• [Dokumen sumber]
━━━━━━━━━━━━━━━━━━━━━━━━━━━━━━

Ada sebuah kisah menarik, pada
Minggu Malam, secara kebetulan dr. Djoko sempat didaulat memfasilitatori dzikir
di RT 2 Dusun Soka, untuk mendoakan arwah 3 warga yang meninggal akibat gempa.
Biasanya jika bedzikir dengan suara keras dan saling balap-balapan, namun kali
ini dr. Djoko mengajak 50-an warga, tua-muda, besar-kecil, laki-perempuan, dst
yang bernaung di bawah tenda seng, sekedar untuk berteduh dari hujan yang kerap
mengguyur itu…untuk berzikir qolbu, menyebut nama-Nya dalam hati saja, kita tak
perlu berteriak-teriak sebab Gusti Mboten Sare (Tuhan tidak tidur).
Sebelumnya beliau menjelaskan
latihan nafas perut terlebih dahulu dengan cara yang jenaka , “Kethek iku ora
tau anteng, selalu petakilan mergane nafase cepat lan mboten teratur. Lha nek
menungsa nafase saget alon lan berirama, supaya kito saget luwih tentrem lan
ayem atinipun, ora koyo kethek!”. Warga tertawa terbahak-bahak
mendengarnya, banyak yang merasa tersentuh dan terbantu dengan latihan
sederhana ini, warga desa tersebut begitu reseptif dan antusias sekali.
Uraian singkat atas pengalaman di
atas yang melatarbelakangi lahirnya Pusat Pemulihan Stres dan Trauma Keliling,
tentu diinspiratori oleh Bapak Anand Krishna. Ada 3 poros penting, pertama
mengatasi stress dan trauma paska bencana, kedua mendorong kemandirian
masing-masing warga untuk memberdaya diri dan ketiga menyuarakan semangat
integrasi menuju Indonesia Jaya!
Di tempat ini warga juga menyambut
antusias mengingat mereka juga belum tersentuh bantuan paramedis dan logistik.

━━━━━━━━━━━━━━━━━━━━━━━━━━━━━━

• [Cuplikan data]
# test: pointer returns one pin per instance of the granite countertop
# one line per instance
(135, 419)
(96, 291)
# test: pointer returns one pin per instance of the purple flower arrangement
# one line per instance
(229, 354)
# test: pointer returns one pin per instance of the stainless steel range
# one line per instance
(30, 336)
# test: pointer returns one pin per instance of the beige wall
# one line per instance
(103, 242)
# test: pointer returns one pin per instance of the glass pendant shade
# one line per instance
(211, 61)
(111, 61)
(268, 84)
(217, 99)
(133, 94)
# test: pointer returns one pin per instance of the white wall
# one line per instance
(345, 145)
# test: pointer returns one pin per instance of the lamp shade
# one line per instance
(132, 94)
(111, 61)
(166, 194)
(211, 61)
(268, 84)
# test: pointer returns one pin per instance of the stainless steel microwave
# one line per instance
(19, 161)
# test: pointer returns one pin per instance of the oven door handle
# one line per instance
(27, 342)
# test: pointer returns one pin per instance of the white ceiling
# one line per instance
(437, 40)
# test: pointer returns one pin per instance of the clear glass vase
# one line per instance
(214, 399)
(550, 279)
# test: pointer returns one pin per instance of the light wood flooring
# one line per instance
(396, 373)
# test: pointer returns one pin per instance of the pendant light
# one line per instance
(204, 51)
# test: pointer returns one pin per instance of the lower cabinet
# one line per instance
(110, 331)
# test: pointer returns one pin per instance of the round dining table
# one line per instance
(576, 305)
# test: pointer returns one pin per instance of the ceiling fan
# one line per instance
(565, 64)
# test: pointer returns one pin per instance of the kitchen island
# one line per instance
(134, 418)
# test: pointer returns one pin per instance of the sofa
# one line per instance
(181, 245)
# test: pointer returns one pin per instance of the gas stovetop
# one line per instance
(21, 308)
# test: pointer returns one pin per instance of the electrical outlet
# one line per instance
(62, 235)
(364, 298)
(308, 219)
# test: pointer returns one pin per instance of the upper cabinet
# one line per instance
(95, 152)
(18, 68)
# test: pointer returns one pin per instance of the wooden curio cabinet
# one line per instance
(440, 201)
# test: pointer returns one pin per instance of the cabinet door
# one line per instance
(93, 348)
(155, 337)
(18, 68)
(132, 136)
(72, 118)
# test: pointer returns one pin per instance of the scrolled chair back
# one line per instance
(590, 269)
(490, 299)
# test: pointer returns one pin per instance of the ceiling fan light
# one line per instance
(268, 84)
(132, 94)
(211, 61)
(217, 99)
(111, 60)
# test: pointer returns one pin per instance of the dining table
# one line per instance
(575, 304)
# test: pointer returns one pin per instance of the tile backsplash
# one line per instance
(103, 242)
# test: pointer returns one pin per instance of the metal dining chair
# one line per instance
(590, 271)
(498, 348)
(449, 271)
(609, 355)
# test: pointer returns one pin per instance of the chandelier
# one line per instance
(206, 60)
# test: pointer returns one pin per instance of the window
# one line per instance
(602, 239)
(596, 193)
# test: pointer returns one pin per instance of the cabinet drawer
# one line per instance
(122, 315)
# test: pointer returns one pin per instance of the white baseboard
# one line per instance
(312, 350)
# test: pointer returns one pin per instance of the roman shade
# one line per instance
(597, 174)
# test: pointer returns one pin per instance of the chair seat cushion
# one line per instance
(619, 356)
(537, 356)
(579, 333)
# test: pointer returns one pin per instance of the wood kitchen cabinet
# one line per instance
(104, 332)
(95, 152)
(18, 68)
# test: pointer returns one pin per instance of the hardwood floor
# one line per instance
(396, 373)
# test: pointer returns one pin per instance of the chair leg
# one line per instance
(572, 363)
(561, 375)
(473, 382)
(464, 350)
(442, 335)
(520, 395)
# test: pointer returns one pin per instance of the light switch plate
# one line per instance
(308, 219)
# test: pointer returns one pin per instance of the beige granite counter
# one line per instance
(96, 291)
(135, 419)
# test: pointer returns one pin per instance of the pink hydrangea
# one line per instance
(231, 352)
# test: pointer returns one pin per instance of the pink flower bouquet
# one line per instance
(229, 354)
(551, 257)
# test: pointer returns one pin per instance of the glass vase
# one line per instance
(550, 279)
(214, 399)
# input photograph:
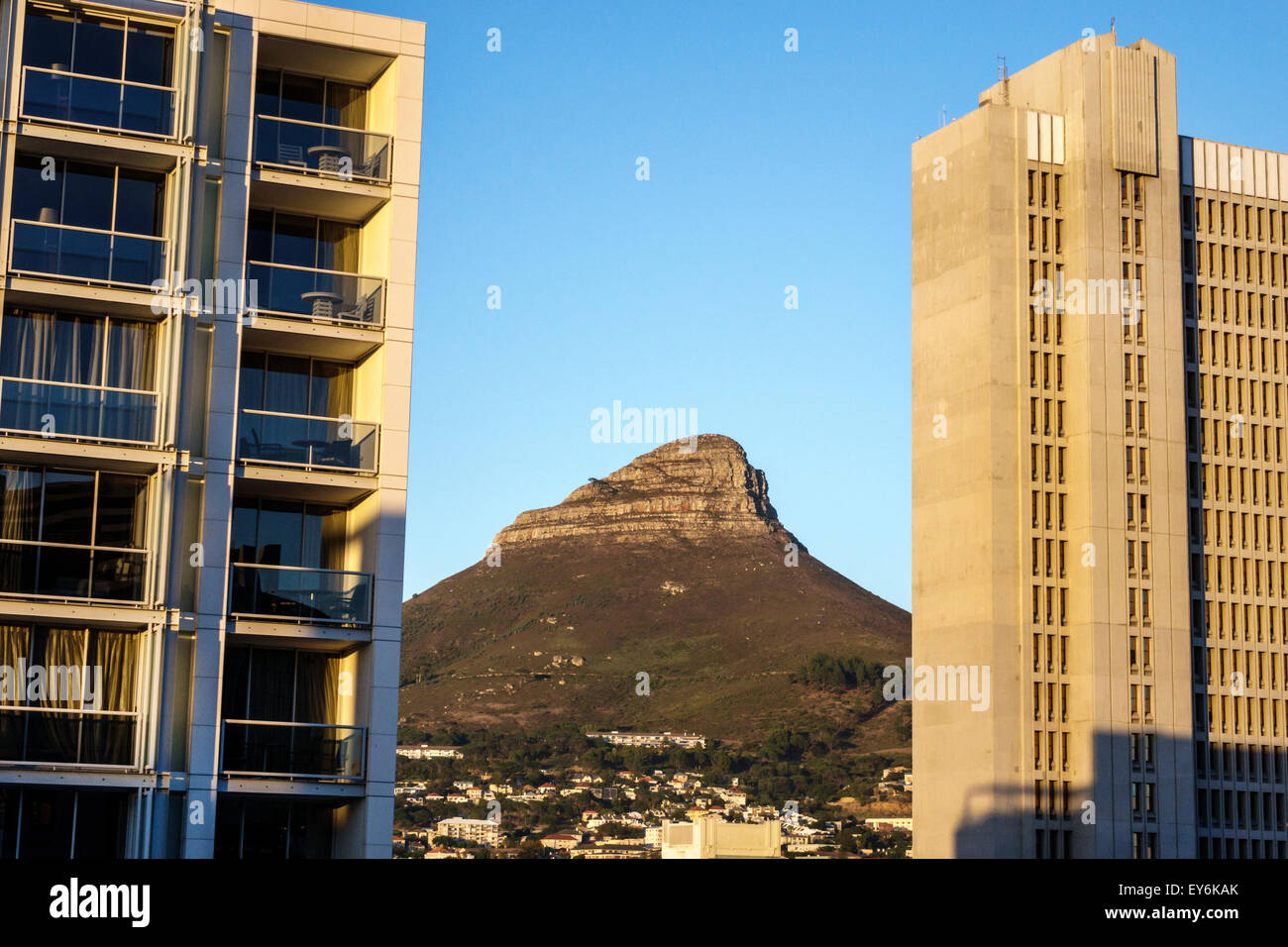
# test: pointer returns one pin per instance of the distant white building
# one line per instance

━━━━━━━━━━━━━━━━━━━━━━━━━━━━━━

• [Kerjakan berikut ini]
**1.** Dalam teks tentang dzikir bersama warga korban gempa, berapa warga RT 2 Dusun Soka yang meninggal akibat gempa dan didoakan arwahnya?
**2.** Lanjutkan teks tentang dzikir bersama warga korban gempa mulai dari kalimat terakhirnya.

• [Jawaban latihan]
**1.** Tiga warga.

**2.**
Bahkan dari keterangan mbak Wayan, lurah setempat sempat menyatakan bahwa
beliau senang dan merasakan manfaat dari perawatan yang diberikan. Yang
mengesankan adalah ketika dibawah komando Nunung semua orang termasuk penduduk
bernyanyi bersama dan bertepuk tangan:
Mari berdansa berdendang sukaria
Menari dan tertawa riang
Satu rasa…satu jiwa…satu bangsa…INDONESIA…
Menari dan tertawa riang
Satu rasa…satu jiwa…satu bangsa…INDONESIA…
terlebih ketika semua orang
bersemangat mengucapkan mantra INDONESIA
JAYA!
Semangat terus menyala ketika mbak
Wayan menceritakan pada teman-teman ttg SMS yang diterimanya dari mbak Tjipta
(Kediri):
“Sampurasun mbak Wayan, boleh tahu
no rek mbak di bca? krn saya tak bisa partisipasi ke Bantul, saya cuma bisa
transfer, itupun tak seberapa, thanks. Tjipta”
Sebuah pesan yang menyentuh…sarat
dengan semangat persaudaraan, semangat persatuan, semangat pengorbanan yang
lintas wilayah – lintas etnis – lintas agama -lintas “iman” dan entah lintas
apalagi…
INDONESIA JAYA!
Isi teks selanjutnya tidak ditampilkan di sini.